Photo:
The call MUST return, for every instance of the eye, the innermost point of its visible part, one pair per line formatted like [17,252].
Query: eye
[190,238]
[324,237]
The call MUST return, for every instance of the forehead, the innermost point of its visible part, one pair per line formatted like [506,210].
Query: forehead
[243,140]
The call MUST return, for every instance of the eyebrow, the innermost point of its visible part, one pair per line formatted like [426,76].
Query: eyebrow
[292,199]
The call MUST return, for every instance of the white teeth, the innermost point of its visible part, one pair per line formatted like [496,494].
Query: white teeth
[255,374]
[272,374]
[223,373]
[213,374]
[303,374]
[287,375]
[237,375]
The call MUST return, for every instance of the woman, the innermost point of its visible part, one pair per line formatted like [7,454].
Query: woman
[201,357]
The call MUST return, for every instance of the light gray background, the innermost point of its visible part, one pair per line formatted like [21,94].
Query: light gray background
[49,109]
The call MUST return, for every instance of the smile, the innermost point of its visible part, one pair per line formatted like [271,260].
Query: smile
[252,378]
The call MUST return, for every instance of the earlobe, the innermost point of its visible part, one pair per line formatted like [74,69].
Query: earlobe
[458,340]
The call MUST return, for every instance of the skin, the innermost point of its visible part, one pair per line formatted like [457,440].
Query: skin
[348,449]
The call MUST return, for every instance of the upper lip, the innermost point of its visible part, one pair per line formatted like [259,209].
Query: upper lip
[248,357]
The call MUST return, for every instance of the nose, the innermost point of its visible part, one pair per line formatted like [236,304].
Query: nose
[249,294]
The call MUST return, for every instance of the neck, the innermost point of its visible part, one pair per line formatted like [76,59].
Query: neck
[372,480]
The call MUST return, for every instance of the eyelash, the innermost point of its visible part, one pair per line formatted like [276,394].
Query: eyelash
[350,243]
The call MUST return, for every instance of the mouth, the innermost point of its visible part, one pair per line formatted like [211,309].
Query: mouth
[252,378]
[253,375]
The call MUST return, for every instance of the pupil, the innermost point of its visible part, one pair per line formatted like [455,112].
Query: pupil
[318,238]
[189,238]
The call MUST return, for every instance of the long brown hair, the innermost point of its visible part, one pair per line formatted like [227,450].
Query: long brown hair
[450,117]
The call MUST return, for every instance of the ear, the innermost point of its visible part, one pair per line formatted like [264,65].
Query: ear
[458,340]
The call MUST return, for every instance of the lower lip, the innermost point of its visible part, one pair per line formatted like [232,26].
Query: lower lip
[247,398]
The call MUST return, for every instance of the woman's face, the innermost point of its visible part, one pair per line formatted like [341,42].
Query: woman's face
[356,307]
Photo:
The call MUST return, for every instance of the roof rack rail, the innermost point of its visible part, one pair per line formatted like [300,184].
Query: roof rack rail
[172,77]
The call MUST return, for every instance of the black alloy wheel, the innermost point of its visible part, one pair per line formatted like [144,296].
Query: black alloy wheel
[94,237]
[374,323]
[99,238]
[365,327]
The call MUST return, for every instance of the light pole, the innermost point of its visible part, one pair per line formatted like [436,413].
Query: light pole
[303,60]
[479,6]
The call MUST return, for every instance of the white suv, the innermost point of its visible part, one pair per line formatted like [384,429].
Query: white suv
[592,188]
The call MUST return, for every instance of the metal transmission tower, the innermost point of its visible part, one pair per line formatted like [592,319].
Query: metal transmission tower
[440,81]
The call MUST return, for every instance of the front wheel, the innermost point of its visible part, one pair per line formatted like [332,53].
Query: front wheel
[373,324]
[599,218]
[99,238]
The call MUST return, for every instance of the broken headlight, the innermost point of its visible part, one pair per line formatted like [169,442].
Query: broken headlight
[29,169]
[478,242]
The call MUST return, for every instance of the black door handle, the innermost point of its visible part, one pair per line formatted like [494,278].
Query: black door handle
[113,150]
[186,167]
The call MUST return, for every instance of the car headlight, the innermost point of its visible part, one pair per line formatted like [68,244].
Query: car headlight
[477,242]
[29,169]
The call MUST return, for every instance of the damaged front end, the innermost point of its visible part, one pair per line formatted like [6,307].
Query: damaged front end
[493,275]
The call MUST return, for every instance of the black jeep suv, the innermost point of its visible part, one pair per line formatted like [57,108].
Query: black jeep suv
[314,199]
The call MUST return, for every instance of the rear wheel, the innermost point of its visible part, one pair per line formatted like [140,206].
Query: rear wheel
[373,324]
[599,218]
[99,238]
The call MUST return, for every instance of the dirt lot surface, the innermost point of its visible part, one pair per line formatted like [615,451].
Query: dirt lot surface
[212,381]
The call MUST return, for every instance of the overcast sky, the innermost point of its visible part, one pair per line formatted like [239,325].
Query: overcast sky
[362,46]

════

The complete data is to be transcribed verbatim.

Photo:
The call MUST return, for every instance of the eye, the innermost point of its visible part, one pair per line formatted like [17,252].
Query: eye
[190,238]
[324,237]
The call MUST return, for every instance of the forehead, the innermost point of its visible part, one pair per line formatted like [506,210].
Query: forehead
[243,140]
The call MUST return, for every instance of the eyebrow, the innermost point of its visible part, one pair per line formatted like [426,76].
Query: eyebrow
[292,199]
The call MUST return, for every instance of the white teeth, the innermost point of its visible part, one pair per line formatted like [496,494].
Query: white teeth
[255,374]
[272,374]
[223,373]
[213,374]
[303,374]
[287,375]
[237,375]
The call MUST return, for every instance of the woman, the innermost point of its visible part, one pair per line formatted like [7,454].
Query: woman
[201,357]
The call MUST return, for every instance of the light gray background, the innermost point of its visible part, one pair per line formatted like [21,94].
Query: light gray background
[49,109]
The call MUST return, for every instance of the smile, the innermost point of its visible part, one pair per line formatted like [271,260].
Query: smile
[252,378]
The call MUST return, for every instance of the earlobe, the innermost point of its visible part, one pair per line formatted like [74,69].
Query: earlobe
[458,340]
The call MUST return, for every instance of the skin, the innermost point of its visible part, one pair per line formatted like [457,440].
Query: skin
[348,449]
The call MUST return, for every instance of the upper lip, the innermost point of its visible part, one pair per line formatted like [259,209].
Query: upper lip
[248,357]
The call MUST return, for every instance of the nose, the innermost point of its visible part, one pair per line formatted like [236,304].
Query: nose
[249,294]
The call MUST return, for every instance of the neck, the innermost point of its visible part, one pair per line formatted like [76,59].
Query: neck
[372,480]
The call MUST return, for every instance of the eyelash, the innermost point of its visible part, one pair per line formatted like [276,394].
Query: eyelash
[350,243]
The call MUST return, for every instance of the mouth, the innermost point of its visible part, one pair per line formatted like [211,309].
Query: mouth
[252,378]
[253,375]
The call MUST return, for every instance of the pupil, the innermost point of its visible part, one pair per line formatted like [455,112].
Query: pupil
[318,238]
[189,238]
The call MUST return, for every instance of the long brown hair, the innermost point of its visible part, one pair per line formatted like [227,450].
Query: long brown hair
[450,117]
The call MUST return, for every instance of the ear, the innermost point of its visible part, one pair per line formatted like [264,65].
Query: ear
[458,340]
The call MUST return, for every instance of the lower lip, the innermost point of its visible part, one pair per line formatted like [232,26].
Query: lower lip
[247,398]
The call MUST return, for every instance of the woman's face, the innermost point of its visible part, one pair per line formatted like [341,42].
Query: woman's face
[356,307]
Photo:
The call MUST return, for every instance of the roof rack rail, the innermost point of its visible part, one pair per line formatted like [300,184].
Query: roof rack rail
[172,77]
The call MUST return, for every instance of the black alloy wheel, the innermost point of its visible part, one pair per line formatted like [144,296].
Query: black alloy wheel
[94,237]
[374,323]
[99,238]
[365,327]
The call MUST return, for every instance of the light pole, the innermost point of its visible part, one pair per line formatted like [436,413].
Query: light pole
[303,60]
[479,6]
The call MUST return, for every instance of the white suv, the innermost point of its visible part, one pair per line formatted like [384,429].
Query: white suv
[592,188]
The call MUST return, for every instance of the metal transmission tower, the innermost point of its visible part, one pair per line formatted like [592,319].
Query: metal transmission tower
[440,81]
The call MUST return, for every instance of the front wheel, the innermost point of its visible part, one pair per line formatted like [332,53].
Query: front wheel
[373,324]
[599,218]
[99,238]
The call MUST return, for every instance of the broken headlight, the innermost point of its visible part, one pair per line formatted like [169,442].
Query: broken headlight
[29,169]
[478,242]
The call MUST return, for every instance of the black door handle, the innermost point of its visible part, one pair per line formatted like [494,278].
Query: black door handle
[113,150]
[186,167]
The call MUST return, for every instance of the car headlight, the innermost point of its visible part, one pair per line formatted like [68,244].
Query: car headlight
[477,242]
[29,169]
The call MUST return, for every instance of the damaged front end, the innermost point of its visible part, one pair per line formatted like [6,307].
Query: damaged front end
[493,275]
The call MUST return, for every instance of the black jeep suv, the innermost point of its visible part, one pair per line formatted like [57,108].
Query: black jeep suv
[314,199]
The call MUST return, for every instance of the rear wheel, the innermost point of its visible part, one pair per line formatted like [140,206].
Query: rear wheel
[373,324]
[599,218]
[99,238]
The call MUST return, for every instance of the dirt lot surface, the innermost point of its visible part, one pair per line formatted like [615,451].
Query: dirt lot surface
[212,381]
The call MUST return, for every instance of the overcast sky, the innermost point of its visible part, one pair per line formatted like [239,325].
Query: overcast sky
[362,46]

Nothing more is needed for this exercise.